### Given data
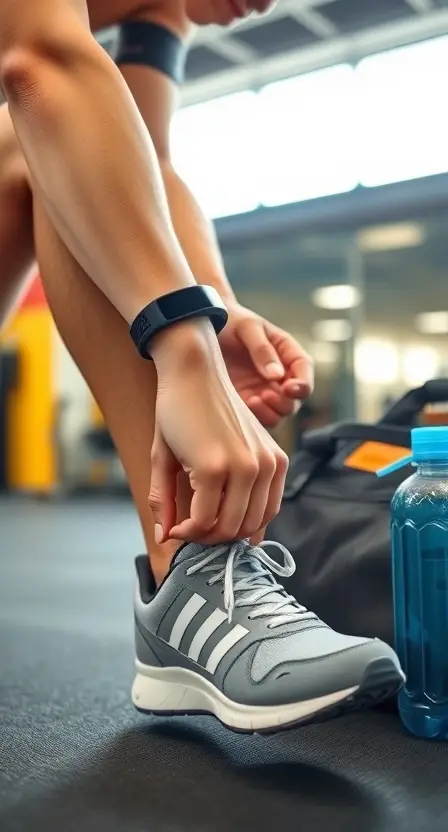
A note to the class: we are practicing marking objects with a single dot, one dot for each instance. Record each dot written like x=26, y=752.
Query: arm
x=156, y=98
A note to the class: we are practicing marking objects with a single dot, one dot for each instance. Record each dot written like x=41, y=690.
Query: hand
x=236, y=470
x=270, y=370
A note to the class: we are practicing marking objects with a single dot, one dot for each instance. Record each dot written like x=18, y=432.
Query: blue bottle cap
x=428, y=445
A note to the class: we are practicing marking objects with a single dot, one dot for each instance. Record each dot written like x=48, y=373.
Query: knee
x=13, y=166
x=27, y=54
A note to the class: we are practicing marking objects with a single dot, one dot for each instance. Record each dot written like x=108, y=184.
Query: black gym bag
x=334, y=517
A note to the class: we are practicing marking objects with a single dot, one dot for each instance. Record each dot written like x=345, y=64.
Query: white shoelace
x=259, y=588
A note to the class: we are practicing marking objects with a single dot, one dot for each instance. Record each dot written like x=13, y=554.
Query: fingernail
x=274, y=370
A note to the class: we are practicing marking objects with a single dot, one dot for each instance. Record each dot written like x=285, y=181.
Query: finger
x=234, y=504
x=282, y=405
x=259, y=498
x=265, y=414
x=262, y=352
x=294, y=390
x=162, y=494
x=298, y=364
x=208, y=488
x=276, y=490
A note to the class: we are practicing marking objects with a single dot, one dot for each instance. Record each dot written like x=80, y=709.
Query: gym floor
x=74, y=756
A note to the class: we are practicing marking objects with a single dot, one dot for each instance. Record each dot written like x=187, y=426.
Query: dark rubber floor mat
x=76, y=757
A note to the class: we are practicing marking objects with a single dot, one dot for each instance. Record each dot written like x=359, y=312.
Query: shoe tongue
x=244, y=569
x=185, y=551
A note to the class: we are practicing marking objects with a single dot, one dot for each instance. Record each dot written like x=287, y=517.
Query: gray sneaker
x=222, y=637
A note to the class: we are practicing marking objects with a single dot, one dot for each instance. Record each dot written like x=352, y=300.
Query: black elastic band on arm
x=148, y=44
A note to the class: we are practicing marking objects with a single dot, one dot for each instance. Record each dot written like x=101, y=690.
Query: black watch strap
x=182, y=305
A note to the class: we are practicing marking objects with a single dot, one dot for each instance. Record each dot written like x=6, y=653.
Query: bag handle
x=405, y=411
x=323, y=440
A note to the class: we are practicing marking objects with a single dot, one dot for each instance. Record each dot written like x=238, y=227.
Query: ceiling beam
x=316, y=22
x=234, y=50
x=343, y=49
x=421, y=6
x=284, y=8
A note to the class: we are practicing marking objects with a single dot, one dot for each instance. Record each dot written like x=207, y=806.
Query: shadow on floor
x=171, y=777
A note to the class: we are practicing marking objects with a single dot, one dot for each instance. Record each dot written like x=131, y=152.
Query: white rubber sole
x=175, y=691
######
### Given data
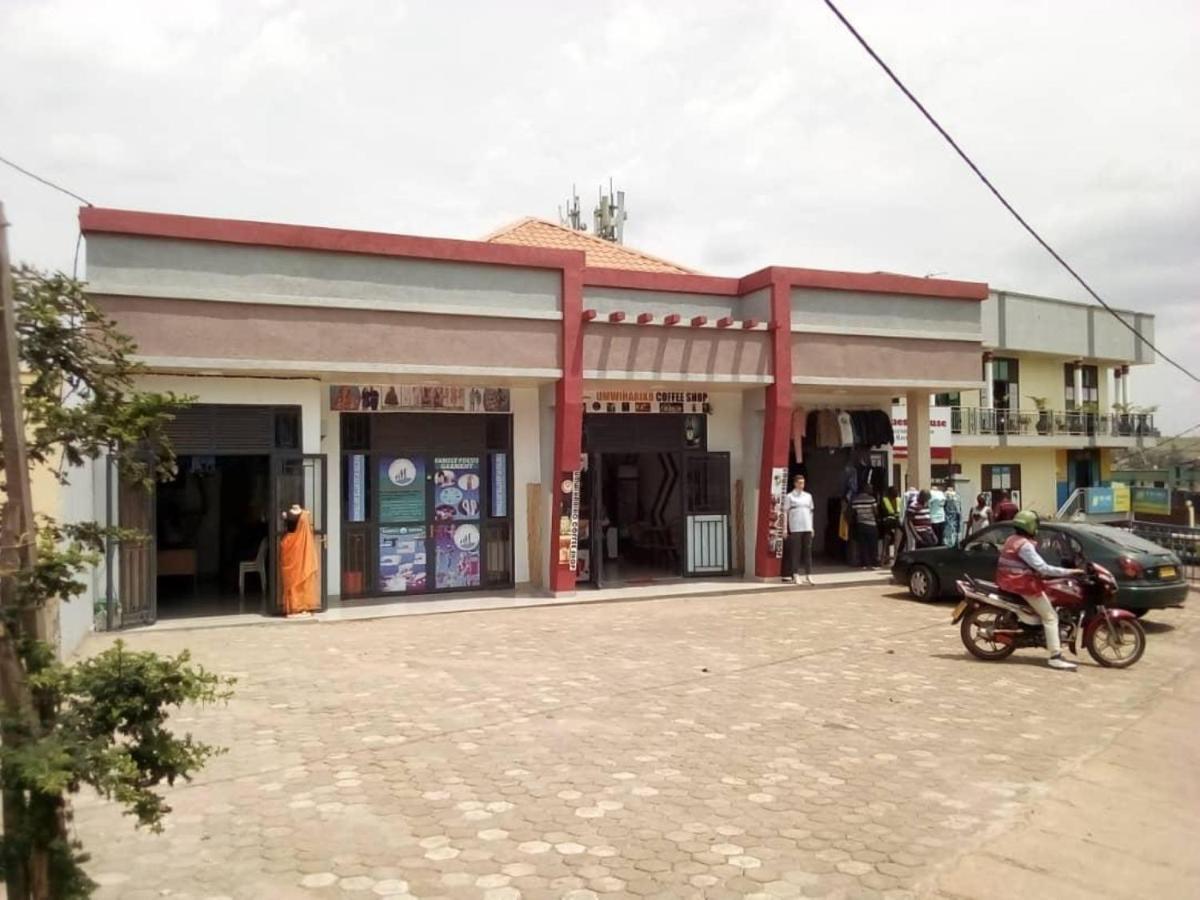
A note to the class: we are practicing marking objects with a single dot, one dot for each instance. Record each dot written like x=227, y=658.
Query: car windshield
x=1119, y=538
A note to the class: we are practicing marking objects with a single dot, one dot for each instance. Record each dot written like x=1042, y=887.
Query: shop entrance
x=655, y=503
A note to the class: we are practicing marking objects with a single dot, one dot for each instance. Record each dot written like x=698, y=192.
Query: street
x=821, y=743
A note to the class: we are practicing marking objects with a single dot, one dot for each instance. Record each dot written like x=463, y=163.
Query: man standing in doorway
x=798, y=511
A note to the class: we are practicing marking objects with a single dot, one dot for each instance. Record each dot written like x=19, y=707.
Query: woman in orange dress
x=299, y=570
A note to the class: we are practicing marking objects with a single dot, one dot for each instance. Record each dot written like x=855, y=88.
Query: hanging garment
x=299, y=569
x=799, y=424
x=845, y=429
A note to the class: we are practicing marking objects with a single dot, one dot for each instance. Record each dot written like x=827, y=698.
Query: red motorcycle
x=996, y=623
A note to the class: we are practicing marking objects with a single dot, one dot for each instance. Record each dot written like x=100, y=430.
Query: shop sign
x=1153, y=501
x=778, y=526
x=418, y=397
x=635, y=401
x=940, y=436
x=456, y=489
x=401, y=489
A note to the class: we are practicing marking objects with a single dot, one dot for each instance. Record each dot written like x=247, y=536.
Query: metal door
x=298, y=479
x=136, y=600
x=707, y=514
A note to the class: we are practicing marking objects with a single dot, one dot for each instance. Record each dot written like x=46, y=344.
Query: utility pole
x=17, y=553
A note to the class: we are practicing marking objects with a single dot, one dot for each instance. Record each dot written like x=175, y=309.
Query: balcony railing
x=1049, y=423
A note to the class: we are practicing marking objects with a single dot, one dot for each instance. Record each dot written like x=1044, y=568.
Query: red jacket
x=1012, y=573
######
- Your goal
The answer is the lines above between the line holding "Query: hand" and the line holding "like x=48, y=373.", inclusive, each written out exactly, and no others.

- Response to this exercise
Query: hand
x=236, y=470
x=270, y=370
A note to the class: we are practicing marking objects with a single dot, one dot for each instance. Record each dot written like x=18, y=432.
Query: blue bottle cap
x=428, y=445
A note to the class: we are practicing marking objects with a single dot, one dot for each instance. Record each dot written like x=48, y=373.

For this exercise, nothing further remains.